§ What you have to do: Using the material below, work out how many lines contain "Target". Only the number is wanted.

§ Supplied records:
*** Block opens ***

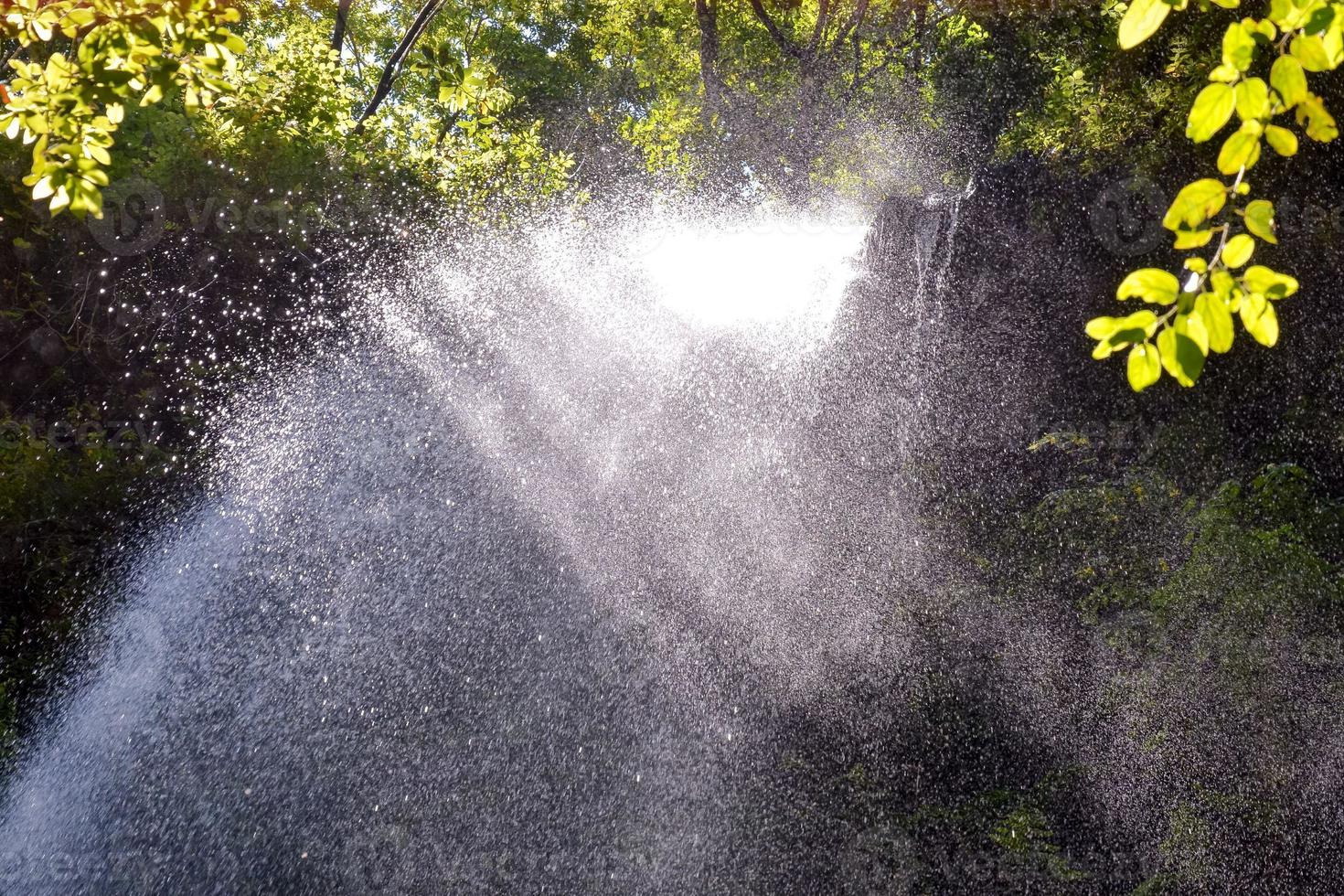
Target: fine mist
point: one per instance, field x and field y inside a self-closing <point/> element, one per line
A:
<point x="545" y="581"/>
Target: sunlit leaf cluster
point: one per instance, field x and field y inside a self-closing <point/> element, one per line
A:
<point x="1296" y="37"/>
<point x="80" y="62"/>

*** Block closes ***

§ Answer box: 2